───── Task input

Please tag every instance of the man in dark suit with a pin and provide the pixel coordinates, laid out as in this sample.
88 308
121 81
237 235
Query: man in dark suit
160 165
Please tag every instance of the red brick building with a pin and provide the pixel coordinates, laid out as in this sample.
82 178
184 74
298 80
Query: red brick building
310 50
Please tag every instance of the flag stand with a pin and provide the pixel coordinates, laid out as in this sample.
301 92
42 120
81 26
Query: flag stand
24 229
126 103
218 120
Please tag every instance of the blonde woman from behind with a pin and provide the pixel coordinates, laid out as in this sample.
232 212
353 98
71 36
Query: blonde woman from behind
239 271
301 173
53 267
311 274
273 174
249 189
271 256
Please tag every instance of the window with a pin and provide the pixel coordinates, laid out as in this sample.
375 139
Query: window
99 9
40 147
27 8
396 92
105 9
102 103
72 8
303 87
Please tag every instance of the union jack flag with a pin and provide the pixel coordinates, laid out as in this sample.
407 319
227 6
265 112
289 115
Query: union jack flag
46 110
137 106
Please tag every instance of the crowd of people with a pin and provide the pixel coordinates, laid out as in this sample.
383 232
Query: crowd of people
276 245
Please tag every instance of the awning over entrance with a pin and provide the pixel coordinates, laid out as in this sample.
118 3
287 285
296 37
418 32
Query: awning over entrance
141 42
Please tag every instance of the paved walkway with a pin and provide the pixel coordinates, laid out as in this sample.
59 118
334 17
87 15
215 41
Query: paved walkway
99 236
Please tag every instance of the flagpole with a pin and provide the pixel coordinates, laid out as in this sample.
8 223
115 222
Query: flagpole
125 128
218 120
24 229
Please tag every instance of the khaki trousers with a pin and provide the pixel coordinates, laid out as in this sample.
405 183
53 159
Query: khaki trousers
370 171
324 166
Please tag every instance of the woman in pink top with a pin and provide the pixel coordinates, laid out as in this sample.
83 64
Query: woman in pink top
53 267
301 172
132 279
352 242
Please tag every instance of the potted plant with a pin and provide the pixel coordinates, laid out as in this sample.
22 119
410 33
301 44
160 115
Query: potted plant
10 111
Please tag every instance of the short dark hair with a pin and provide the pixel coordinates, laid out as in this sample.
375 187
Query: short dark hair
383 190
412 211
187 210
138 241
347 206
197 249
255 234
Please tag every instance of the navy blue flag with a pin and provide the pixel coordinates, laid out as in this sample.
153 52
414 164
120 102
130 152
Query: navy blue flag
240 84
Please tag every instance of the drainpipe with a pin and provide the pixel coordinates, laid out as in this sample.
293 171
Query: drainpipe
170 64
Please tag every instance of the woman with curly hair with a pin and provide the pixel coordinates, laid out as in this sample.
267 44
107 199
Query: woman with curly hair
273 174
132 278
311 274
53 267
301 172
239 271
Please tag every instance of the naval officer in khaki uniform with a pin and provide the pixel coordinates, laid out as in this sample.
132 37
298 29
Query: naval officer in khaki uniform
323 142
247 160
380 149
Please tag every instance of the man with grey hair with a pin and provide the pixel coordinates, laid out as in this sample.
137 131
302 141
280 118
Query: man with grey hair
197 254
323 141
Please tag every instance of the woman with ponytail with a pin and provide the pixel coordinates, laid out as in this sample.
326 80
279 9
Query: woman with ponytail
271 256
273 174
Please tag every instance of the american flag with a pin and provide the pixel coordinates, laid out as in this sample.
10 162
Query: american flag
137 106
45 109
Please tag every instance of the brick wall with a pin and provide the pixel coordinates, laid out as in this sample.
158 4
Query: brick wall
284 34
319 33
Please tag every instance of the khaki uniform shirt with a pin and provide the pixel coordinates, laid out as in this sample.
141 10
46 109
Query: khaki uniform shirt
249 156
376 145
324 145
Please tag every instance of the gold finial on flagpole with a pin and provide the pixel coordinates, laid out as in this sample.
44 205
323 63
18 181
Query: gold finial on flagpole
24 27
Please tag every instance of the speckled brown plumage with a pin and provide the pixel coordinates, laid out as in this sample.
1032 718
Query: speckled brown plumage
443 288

──────────

- How to complete this task -
Nothing should be returned except the lines from the one containing "Query: woman with ponytail" through the last line of the data, each restated word for word.

- Task solution -
Query: woman with ponytail
271 256
273 174
Please tag every instance of the american flag with a pin and provide the pixel coordinates, laid out as in this sample.
10 162
Query: american flag
137 106
45 109
Please tag every instance of the brick wall with a pin and provide the pixel coordinates, laid out as in this sample.
158 4
Query: brick wall
284 34
319 33
Please tag every instance of the khaki uniform shirt with a pin and provide the pixel coordinates, laid out as in this sample.
141 10
46 109
Query: khaki uniform shirt
249 156
376 145
324 145
Please tag every instance of the gold finial on flagpole with a pin and provide the pixel coordinates, laid out as in this sample.
44 205
323 63
18 181
Query: gold finial on flagpole
24 27
Please tag every instance of the speckled brown plumage with a pin and provide the pixel coordinates, laid out as in this sample.
1032 718
Query: speckled brown plumage
443 288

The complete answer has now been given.